Exercise task:
Write out the complete material exactly as it stands.

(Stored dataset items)
## Start
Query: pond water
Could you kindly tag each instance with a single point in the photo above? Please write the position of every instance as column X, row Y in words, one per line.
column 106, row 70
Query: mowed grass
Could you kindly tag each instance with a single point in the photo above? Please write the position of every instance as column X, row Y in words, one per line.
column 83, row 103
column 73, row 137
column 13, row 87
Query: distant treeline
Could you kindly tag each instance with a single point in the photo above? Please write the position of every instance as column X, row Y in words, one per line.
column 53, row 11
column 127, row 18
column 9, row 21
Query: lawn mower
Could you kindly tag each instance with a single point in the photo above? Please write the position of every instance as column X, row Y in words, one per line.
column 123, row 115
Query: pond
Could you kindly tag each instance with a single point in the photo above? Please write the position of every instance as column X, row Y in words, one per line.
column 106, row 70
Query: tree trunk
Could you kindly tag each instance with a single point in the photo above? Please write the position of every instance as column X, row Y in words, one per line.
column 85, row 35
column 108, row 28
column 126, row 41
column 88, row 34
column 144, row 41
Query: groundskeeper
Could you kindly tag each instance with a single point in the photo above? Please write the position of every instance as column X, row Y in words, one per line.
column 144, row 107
## End
Problem solution:
Query: pond water
Could you kindly tag each instance with a single point in the photo above? Please write the position of every instance as column X, row Y in words, one per line.
column 106, row 70
Query: mowed grass
Could you kindly tag each instance with a single point in the photo above? Please write the position of every instance as column X, row Y in words, one per line.
column 83, row 103
column 73, row 137
column 13, row 87
Query: distant treeline
Could you kindly tag each instance with a single point in the photo above? Please write the position of every instance as column X, row Y in words, one per line.
column 53, row 11
column 127, row 18
column 9, row 21
Query: lawn mower
Could you kindly tag each instance with a single point in the photo above? Please write the position of every instance as column X, row Y in words, one per line.
column 123, row 115
Query: pond
Could you kindly tag each instance with a single point in the photo above? Please write the position of every instance as column X, row Y in words, one per line.
column 106, row 70
Query: tree trunk
Could you kindly tag each instance with a single point in the photo above? Please write the position of every instance as column X, row Y in words, one per line.
column 85, row 35
column 108, row 28
column 126, row 41
column 88, row 34
column 144, row 41
Query: groundskeeper
Could you kindly tag each instance with a single point in the photo above? Please write the position of every instance as column X, row Y in words, one per line.
column 144, row 107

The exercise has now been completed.